Do this.
Please report every line in the listing below that contains the string "ymin", copying each such line in full.

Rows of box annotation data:
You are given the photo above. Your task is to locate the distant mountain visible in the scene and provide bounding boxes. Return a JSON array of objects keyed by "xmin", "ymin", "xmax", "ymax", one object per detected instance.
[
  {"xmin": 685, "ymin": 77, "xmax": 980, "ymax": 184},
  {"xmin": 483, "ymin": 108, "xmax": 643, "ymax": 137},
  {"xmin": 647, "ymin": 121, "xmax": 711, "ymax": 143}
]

Completed exercise.
You are given the photo above. Your task is to locate the distant mountain visible in the scene and provide bounding boxes. Return a JSON array of objects keyed by "xmin", "ymin", "xmax", "ymax", one object per detected instance.
  {"xmin": 685, "ymin": 77, "xmax": 980, "ymax": 184},
  {"xmin": 483, "ymin": 108, "xmax": 643, "ymax": 137},
  {"xmin": 647, "ymin": 121, "xmax": 711, "ymax": 143}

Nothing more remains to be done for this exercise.